PROBLEM TO WORK ON: Print the material below word for word. Begin at the line that has "Could you please outline every instance of the **yellow" and stop after the last line of the material.

EXTRACTED INFORMATION:
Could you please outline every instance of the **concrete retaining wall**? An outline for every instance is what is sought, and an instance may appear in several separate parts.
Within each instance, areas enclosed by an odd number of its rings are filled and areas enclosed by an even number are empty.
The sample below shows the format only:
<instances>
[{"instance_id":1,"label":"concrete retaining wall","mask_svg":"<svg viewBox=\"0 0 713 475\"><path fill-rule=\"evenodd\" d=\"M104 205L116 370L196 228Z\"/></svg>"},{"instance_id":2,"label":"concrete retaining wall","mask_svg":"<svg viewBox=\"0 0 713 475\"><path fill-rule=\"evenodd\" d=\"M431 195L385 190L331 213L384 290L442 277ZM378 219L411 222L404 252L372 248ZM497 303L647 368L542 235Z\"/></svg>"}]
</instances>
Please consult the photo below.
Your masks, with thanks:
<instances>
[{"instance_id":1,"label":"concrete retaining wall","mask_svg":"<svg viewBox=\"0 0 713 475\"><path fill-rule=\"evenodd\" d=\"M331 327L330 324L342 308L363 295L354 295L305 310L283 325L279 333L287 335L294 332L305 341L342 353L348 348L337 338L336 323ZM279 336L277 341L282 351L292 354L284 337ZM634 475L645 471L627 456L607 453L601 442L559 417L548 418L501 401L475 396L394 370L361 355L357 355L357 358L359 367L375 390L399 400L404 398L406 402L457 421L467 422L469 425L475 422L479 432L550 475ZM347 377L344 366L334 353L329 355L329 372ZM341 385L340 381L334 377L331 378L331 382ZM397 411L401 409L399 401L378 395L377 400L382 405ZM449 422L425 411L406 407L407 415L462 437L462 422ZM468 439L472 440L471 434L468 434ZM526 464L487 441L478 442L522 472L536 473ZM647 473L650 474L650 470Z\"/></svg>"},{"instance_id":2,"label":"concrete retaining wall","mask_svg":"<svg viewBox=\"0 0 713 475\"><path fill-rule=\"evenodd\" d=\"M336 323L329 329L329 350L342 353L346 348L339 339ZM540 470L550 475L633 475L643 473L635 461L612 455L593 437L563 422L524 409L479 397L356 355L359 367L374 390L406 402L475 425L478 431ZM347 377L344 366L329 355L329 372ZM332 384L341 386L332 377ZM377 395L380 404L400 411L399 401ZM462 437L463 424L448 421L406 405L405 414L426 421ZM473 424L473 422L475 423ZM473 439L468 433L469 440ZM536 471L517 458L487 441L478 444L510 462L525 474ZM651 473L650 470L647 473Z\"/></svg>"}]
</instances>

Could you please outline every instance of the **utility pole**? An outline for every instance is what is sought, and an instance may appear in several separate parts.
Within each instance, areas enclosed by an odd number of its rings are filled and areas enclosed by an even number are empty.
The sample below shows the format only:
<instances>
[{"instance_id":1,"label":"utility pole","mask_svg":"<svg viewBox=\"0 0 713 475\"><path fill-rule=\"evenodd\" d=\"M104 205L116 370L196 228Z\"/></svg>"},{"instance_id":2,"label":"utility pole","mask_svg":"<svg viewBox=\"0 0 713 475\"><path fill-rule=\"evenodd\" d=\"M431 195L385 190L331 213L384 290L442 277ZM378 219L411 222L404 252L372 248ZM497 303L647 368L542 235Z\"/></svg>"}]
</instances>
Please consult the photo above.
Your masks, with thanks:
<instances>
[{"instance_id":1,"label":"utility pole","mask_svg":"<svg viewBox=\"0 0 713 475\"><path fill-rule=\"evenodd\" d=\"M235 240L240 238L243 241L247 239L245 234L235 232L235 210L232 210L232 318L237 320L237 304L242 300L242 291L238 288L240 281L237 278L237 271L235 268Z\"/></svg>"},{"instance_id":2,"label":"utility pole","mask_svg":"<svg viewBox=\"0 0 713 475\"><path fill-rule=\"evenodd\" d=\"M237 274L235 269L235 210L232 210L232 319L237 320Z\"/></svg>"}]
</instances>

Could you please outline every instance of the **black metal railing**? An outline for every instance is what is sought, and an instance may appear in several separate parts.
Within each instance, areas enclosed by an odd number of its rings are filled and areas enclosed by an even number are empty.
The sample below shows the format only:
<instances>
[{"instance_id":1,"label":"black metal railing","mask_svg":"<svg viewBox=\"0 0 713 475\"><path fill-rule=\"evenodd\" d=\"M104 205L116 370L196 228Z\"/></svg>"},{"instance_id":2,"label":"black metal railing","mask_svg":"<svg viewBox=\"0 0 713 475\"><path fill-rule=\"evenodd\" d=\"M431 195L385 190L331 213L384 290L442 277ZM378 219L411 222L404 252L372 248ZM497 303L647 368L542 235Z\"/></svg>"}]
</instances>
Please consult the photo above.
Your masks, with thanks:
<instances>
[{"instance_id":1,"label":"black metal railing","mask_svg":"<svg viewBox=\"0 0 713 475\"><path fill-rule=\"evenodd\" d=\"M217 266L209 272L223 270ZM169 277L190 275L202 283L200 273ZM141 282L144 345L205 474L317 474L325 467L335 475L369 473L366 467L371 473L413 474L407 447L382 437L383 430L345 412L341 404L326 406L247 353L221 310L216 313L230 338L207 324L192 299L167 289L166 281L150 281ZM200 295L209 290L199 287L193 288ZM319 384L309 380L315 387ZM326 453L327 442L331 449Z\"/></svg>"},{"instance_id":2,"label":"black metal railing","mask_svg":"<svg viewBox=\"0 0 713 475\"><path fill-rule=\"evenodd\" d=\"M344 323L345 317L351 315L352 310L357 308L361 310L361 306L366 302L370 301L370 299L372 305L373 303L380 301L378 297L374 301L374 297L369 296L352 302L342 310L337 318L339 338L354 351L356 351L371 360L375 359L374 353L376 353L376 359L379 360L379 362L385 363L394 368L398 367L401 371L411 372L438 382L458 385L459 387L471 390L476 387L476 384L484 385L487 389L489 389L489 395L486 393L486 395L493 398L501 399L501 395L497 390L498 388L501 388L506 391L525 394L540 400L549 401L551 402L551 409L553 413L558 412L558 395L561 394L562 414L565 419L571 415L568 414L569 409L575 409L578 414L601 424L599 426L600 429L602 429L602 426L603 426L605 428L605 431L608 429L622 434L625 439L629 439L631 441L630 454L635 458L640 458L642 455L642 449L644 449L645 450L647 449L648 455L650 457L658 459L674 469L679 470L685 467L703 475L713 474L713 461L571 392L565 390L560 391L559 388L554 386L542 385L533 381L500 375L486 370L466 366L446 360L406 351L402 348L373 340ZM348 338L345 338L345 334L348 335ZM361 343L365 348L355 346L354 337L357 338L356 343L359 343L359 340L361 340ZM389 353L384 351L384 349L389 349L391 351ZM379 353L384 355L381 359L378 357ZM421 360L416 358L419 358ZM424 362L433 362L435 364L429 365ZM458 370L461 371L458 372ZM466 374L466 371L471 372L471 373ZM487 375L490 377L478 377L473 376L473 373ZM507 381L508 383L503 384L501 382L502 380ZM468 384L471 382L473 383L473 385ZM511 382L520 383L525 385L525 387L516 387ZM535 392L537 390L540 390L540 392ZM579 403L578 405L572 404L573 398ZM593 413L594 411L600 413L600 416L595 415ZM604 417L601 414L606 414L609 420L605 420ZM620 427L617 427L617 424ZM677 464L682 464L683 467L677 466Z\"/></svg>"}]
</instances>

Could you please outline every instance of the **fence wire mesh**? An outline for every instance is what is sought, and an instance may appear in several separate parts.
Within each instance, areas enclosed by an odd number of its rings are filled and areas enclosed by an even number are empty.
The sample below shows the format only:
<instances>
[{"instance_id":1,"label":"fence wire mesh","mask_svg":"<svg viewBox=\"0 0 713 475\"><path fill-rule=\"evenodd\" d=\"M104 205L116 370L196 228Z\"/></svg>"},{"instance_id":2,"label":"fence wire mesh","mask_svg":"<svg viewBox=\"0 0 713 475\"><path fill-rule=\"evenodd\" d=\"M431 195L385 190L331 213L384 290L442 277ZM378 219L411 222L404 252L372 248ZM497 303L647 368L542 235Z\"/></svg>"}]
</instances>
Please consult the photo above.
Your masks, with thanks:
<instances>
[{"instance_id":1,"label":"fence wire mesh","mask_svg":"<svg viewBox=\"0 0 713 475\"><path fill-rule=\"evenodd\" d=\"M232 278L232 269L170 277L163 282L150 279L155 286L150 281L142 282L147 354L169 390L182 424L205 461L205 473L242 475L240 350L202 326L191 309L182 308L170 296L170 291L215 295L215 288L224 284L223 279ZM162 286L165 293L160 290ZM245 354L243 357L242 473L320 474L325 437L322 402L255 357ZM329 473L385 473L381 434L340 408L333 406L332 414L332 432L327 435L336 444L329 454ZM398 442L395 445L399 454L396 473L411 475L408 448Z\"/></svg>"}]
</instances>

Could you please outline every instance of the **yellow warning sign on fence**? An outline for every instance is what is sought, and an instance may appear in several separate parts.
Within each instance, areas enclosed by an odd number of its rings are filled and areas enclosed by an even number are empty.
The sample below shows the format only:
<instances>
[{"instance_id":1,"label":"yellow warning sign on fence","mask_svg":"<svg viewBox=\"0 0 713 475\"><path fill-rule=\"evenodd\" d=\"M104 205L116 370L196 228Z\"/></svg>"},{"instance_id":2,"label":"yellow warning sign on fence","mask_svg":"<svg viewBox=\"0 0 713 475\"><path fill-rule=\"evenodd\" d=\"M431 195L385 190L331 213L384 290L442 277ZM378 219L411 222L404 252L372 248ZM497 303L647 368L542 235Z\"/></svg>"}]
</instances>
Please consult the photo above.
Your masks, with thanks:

EXERCISE RESULT:
Could you please outline every instance of the **yellow warning sign on fence**? An outline for every instance is what is sought, and an instance may appear in several separate parts.
Within each instance, areas enclosed by an odd number of its rings are filled and areas enclosed by an even number are empty.
The sample below shows the format only:
<instances>
[{"instance_id":1,"label":"yellow warning sign on fence","mask_svg":"<svg viewBox=\"0 0 713 475\"><path fill-rule=\"evenodd\" d=\"M104 205L116 370L196 228Z\"/></svg>"},{"instance_id":2,"label":"yellow warning sign on fence","mask_svg":"<svg viewBox=\"0 0 713 475\"><path fill-rule=\"evenodd\" d=\"M431 195L385 190L331 213L384 290L442 277ZM378 219L411 222L404 252L372 248ZM497 303L647 368L542 235Z\"/></svg>"}]
</instances>
Please consult the photo above.
Your masks, with thanks:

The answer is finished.